YOUR OBJECTIVE
Each record that follows should be duplicated exactly, except for its pictures.

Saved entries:

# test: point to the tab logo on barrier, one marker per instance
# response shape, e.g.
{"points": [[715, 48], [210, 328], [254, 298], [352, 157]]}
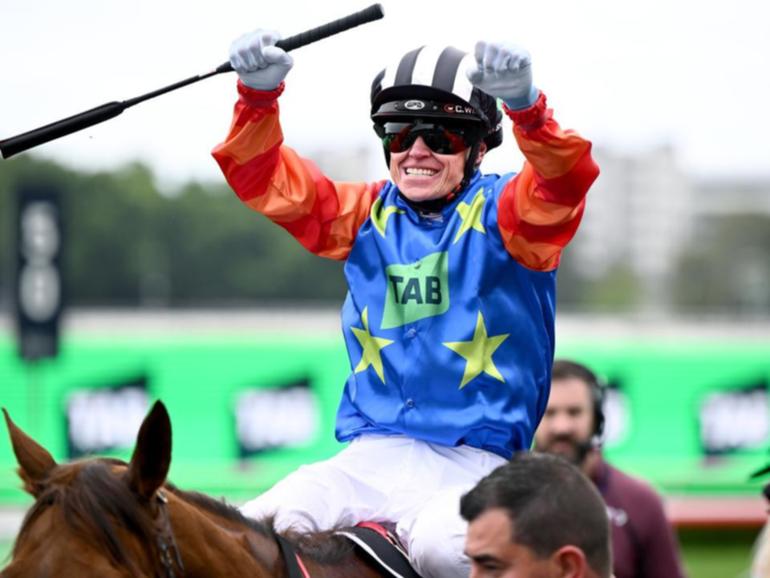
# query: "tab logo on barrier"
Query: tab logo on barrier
{"points": [[276, 418], [735, 419], [106, 419]]}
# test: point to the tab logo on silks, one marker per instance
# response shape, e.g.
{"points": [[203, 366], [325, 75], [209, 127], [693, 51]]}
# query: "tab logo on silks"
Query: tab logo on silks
{"points": [[416, 291]]}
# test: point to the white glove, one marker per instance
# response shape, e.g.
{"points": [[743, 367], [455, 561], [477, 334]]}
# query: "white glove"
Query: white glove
{"points": [[259, 63], [504, 71]]}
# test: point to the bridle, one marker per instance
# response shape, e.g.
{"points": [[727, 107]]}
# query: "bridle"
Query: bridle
{"points": [[168, 551]]}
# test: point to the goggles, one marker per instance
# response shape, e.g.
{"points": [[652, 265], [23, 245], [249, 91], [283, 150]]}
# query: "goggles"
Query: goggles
{"points": [[443, 139]]}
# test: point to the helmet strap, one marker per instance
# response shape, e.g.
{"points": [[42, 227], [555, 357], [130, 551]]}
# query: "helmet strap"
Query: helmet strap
{"points": [[470, 164]]}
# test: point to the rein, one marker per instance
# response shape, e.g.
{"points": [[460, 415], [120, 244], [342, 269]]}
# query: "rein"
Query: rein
{"points": [[294, 566], [169, 551]]}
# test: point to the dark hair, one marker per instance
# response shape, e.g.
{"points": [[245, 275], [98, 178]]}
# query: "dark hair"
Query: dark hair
{"points": [[566, 369], [550, 503]]}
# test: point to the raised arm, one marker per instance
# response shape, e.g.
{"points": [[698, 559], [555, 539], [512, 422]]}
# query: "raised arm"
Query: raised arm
{"points": [[323, 215], [540, 209]]}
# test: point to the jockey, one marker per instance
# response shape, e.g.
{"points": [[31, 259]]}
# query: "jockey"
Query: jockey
{"points": [[449, 317]]}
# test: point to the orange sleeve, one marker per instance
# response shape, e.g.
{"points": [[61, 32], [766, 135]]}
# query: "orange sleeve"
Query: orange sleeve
{"points": [[323, 215], [541, 207]]}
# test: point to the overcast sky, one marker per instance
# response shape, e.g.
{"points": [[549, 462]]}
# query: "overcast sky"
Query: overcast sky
{"points": [[628, 76]]}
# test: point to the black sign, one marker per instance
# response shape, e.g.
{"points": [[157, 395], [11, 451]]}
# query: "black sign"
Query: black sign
{"points": [[38, 287], [273, 418]]}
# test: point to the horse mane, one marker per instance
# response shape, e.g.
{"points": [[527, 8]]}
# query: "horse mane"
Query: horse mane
{"points": [[102, 502], [322, 547]]}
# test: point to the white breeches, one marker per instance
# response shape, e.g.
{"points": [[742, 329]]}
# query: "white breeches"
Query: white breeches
{"points": [[411, 483]]}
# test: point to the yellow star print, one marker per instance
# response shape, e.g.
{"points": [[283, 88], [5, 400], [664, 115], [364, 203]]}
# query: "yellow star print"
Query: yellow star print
{"points": [[371, 347], [478, 352], [471, 215], [380, 216]]}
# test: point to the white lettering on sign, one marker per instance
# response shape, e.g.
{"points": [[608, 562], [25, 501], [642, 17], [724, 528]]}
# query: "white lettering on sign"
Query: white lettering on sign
{"points": [[276, 418], [734, 420], [105, 419]]}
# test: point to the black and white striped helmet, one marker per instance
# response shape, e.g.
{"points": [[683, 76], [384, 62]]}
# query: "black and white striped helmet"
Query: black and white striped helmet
{"points": [[430, 82]]}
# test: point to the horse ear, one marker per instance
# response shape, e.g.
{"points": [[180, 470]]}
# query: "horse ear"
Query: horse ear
{"points": [[152, 455], [35, 463]]}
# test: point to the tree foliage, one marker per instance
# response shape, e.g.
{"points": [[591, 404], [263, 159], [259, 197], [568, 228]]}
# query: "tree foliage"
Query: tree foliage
{"points": [[128, 244]]}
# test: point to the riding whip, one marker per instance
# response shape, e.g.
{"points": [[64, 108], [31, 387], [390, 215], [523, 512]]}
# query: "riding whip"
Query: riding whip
{"points": [[65, 126]]}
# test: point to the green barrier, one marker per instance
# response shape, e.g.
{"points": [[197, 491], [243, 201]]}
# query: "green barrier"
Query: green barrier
{"points": [[674, 396]]}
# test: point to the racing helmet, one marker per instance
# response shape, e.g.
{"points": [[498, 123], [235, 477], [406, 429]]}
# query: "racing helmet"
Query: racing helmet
{"points": [[429, 84]]}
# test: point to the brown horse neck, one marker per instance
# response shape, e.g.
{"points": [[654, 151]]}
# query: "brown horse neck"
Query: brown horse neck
{"points": [[215, 546]]}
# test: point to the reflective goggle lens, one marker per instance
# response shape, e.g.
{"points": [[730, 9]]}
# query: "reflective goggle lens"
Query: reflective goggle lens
{"points": [[444, 140]]}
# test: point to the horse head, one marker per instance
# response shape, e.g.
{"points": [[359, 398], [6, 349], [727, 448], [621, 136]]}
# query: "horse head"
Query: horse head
{"points": [[95, 517], [102, 517]]}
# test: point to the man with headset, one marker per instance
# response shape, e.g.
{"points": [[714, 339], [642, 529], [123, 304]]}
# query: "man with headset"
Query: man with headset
{"points": [[643, 544]]}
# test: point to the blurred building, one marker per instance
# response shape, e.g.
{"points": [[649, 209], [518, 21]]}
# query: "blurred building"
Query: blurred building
{"points": [[641, 212]]}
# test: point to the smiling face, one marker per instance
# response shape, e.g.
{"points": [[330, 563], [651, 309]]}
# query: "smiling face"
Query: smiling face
{"points": [[422, 175]]}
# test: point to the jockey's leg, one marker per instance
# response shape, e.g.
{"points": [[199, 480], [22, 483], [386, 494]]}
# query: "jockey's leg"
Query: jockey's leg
{"points": [[437, 537], [344, 490], [434, 532]]}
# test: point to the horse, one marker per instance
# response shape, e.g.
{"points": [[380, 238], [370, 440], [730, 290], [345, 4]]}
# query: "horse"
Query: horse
{"points": [[104, 517]]}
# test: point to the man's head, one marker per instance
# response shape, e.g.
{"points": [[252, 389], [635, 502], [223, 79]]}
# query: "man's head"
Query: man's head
{"points": [[574, 420], [536, 517], [434, 124]]}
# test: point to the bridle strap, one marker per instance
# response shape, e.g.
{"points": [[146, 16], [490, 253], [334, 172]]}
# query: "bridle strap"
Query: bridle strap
{"points": [[166, 542], [294, 566]]}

RESULT
# test: point to the tab logo on barrier, one marker per instance
# response shape, e.g.
{"points": [[715, 48], [210, 328], [254, 298], [352, 157]]}
# query: "tab logo on barrier"
Query: tab logo on barrier
{"points": [[276, 418], [735, 419], [106, 419]]}
# test: point to the tab logo on silks, one marker per instance
# response shape, e.g.
{"points": [[203, 366], [325, 75], [209, 127], [693, 51]]}
# query: "tab logo on silks"
Query: tab logo on silks
{"points": [[416, 291]]}
# test: point to the white glove, one marker per instance
# response shape, e.g.
{"points": [[743, 367], [455, 561], [477, 334]]}
# query: "white glove"
Query: white glove
{"points": [[259, 63], [504, 71]]}
# test: point to the bridle, one marker per instance
# response shape, e.g.
{"points": [[727, 107]]}
# query: "bridle"
Query: bridle
{"points": [[168, 551]]}
# test: point to the goggles, one marker per instance
# response shape, e.g.
{"points": [[652, 265], [23, 245], [249, 91], [283, 150]]}
# query: "goggles"
Query: goggles
{"points": [[443, 139]]}
# test: point to the helmet strap, one marker per instance
# response shape, e.g.
{"points": [[42, 227], [555, 357], [130, 551]]}
# query: "helmet strap"
Query: helmet strap
{"points": [[470, 164]]}
# test: point to the rein, one marker per instance
# response shape, e.g.
{"points": [[460, 415], [120, 244], [342, 269]]}
# query: "rein"
Query: rein
{"points": [[294, 566], [169, 551]]}
# test: point to the dark hair, one marker per instance
# response shape, e.g.
{"points": [[245, 275], [98, 178]]}
# query: "dark hair"
Query: dark hair
{"points": [[566, 369], [550, 503]]}
# test: point to the raised arm, one marker per instance
# response shape, e.g.
{"points": [[698, 559], [555, 539], [512, 422]]}
# query: "raised arm"
Query: raised arm
{"points": [[323, 215], [540, 209]]}
# test: point to the jockey, one marker per instance
# response shape, e.g.
{"points": [[31, 259]]}
# query: "jockey"
Query: jockey
{"points": [[449, 317]]}
# test: point to the orange sleeve, one marker per instance
# response shape, e.g.
{"points": [[61, 32], [766, 135]]}
# query: "orange sleeve"
Query: orange sleeve
{"points": [[323, 215], [541, 207]]}
# test: point to the overcast sky, one marker per instance
# response shape, e.g.
{"points": [[549, 462]]}
# query: "overcast sky"
Query: overcast sky
{"points": [[628, 76]]}
# test: point to the black sign, one marker per instance
# response shape, e.g.
{"points": [[157, 395], [11, 451]]}
# query: "black sign"
Query: black sign
{"points": [[38, 287], [273, 418]]}
# test: point to the horse mane, one marker per instance
# response shape, e.g.
{"points": [[527, 8]]}
# query: "horse mane"
Query: horse mane
{"points": [[102, 502], [322, 547]]}
# test: point to the white breeches, one marker per instance
# response shape, e.g.
{"points": [[742, 329]]}
# query: "white breeches"
Query: white breeches
{"points": [[411, 483]]}
# test: point to the yellow star print, one marker per instance
# response shape, e.g.
{"points": [[283, 88], [5, 400], [664, 115], [364, 203]]}
# query: "yellow star print"
Query: yellow star print
{"points": [[371, 347], [478, 352], [471, 215], [380, 216]]}
# test: point to the white lettering on sign, one marker per instance
# response shape, e.g.
{"points": [[608, 562], [25, 501], [642, 17], [724, 528]]}
# query: "white lettering on sign"
Query: white lettering on sign
{"points": [[276, 418], [734, 420], [105, 419]]}
# test: point to the black and white striped helmet, one marker per instance
# response shape, e.g.
{"points": [[683, 76], [384, 62]]}
# query: "black and white striped helmet"
Query: black and white striped helmet
{"points": [[430, 82]]}
# test: point to the horse ear, one marker per instance
# response shape, e.g.
{"points": [[180, 470]]}
# query: "horse ear"
Query: horse ear
{"points": [[152, 455], [35, 463]]}
# test: point to the tree foliage, one marker per instance
# response shape, e.g.
{"points": [[591, 404], [263, 159], [259, 197], [568, 228]]}
# query: "tree foliage"
Query: tree foliage
{"points": [[128, 244]]}
# test: point to the riding whip, one marker per instance
# response shape, e.g.
{"points": [[64, 108], [31, 387], [390, 215], [523, 512]]}
# query: "riding whip"
Query: riding whip
{"points": [[65, 126]]}
# test: point to the green barrier, one marker per instance
# response shape, e.g.
{"points": [[197, 491], [243, 201]]}
# query: "green barrier"
Query: green barrier
{"points": [[674, 396]]}
# test: point to the racing helmet, one marker per instance
# response shape, e.g.
{"points": [[498, 123], [235, 477], [406, 429]]}
# query: "racing helmet"
Query: racing helmet
{"points": [[429, 84]]}
# test: point to the brown horse neck, one marker per instance
# response shape, e.g.
{"points": [[654, 151]]}
# query: "brown horse neck"
Query: brown horse neck
{"points": [[215, 546]]}
# test: point to the reflective goggle lens, one marker per instance
# response shape, e.g.
{"points": [[730, 9]]}
# query: "reflective goggle lens"
Query: reflective goggle lens
{"points": [[444, 140]]}
# test: point to the horse head, one marker per instance
# response shape, e.g.
{"points": [[359, 398], [6, 349], [727, 448], [621, 136]]}
# query: "horse head"
Query: horse head
{"points": [[95, 517], [102, 517]]}
# test: point to the man with headset, one marker per instance
# response shape, e.g.
{"points": [[714, 339], [642, 529], [123, 304]]}
# query: "man with headset"
Query: man with headset
{"points": [[643, 544]]}
# test: point to the blurred building, one marker per instance
# response shape, e.g.
{"points": [[649, 209], [518, 21]]}
# query: "blurred building"
Query: blurred building
{"points": [[641, 212]]}
# test: point to the smiling face, one marker per instance
# response shape, e.g.
{"points": [[330, 563], [651, 309]]}
# query: "smiling face"
Query: smiling face
{"points": [[422, 175]]}
# test: point to the jockey's leg, one marker per instance
# response shape, e.g.
{"points": [[199, 480], [22, 483], [386, 494]]}
# query: "jockey's leg"
Query: jockey's leg
{"points": [[437, 537], [344, 490], [434, 532]]}
# test: point to the horse, one marker per instance
# response shape, e.g.
{"points": [[380, 238], [370, 440], [730, 290], [345, 4]]}
# query: "horse"
Query: horse
{"points": [[104, 517]]}
# test: point to the man's head, one marker per instance
# response shape, e.g.
{"points": [[252, 389], [635, 502], [223, 79]]}
# query: "man's head"
Query: man's head
{"points": [[574, 420], [536, 517], [434, 124]]}
# test: point to the bridle strap, one marker per instance
# response shape, e.g.
{"points": [[146, 16], [490, 253], [334, 172]]}
# query: "bridle strap"
Query: bridle strap
{"points": [[166, 542], [294, 566]]}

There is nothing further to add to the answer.